_REQUIRED TASK:_
How many of the lines below contain the string "strap"? Reply with the number alone.

_INFORMATION PROVIDED:_
## begin
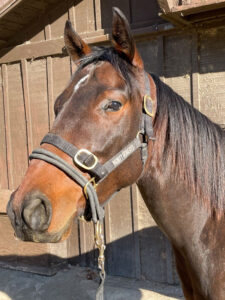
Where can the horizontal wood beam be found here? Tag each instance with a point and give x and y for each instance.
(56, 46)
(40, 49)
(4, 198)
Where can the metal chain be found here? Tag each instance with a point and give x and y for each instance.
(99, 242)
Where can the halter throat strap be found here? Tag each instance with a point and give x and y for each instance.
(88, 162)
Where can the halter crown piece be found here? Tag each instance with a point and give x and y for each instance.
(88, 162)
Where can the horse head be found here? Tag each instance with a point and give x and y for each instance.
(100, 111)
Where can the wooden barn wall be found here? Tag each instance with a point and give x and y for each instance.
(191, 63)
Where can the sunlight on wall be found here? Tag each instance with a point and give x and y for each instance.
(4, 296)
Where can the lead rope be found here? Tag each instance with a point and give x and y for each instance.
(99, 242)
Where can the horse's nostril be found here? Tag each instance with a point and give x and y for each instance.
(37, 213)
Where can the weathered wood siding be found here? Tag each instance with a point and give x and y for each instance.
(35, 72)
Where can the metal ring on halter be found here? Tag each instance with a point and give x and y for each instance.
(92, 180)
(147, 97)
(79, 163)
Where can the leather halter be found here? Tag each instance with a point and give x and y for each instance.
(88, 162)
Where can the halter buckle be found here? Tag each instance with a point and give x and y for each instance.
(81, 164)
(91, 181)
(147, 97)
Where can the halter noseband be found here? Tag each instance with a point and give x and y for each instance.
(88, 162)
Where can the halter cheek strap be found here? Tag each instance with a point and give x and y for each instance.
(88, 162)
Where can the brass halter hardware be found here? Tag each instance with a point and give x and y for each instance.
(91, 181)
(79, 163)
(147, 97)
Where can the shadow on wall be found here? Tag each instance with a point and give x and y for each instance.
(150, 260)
## end
## begin
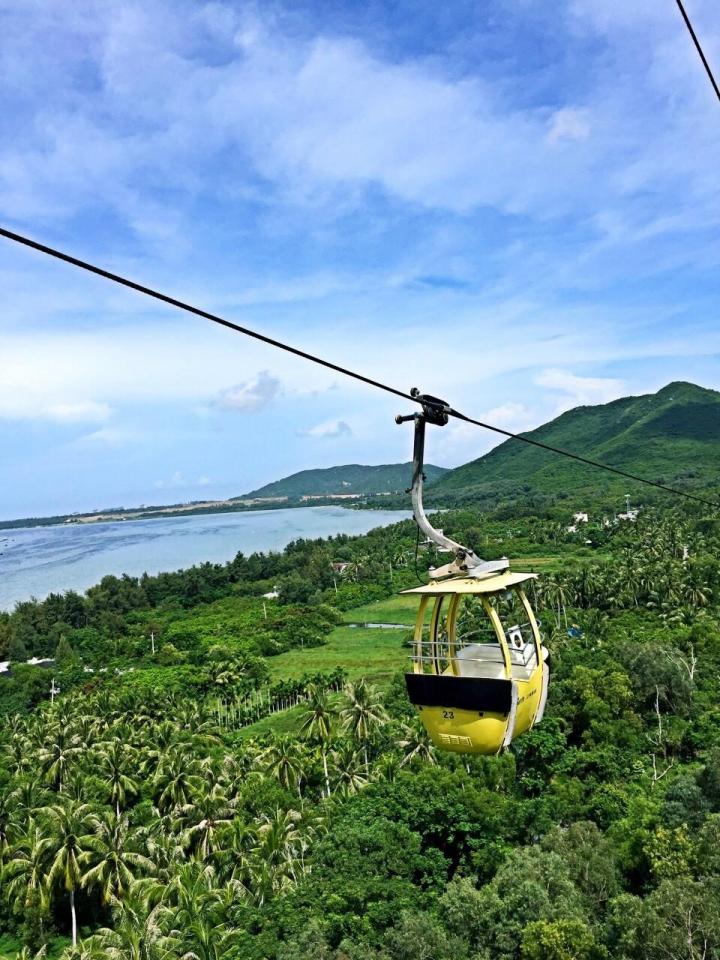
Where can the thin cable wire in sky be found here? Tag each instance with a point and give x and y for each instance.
## end
_WRITTEN RESPONSE:_
2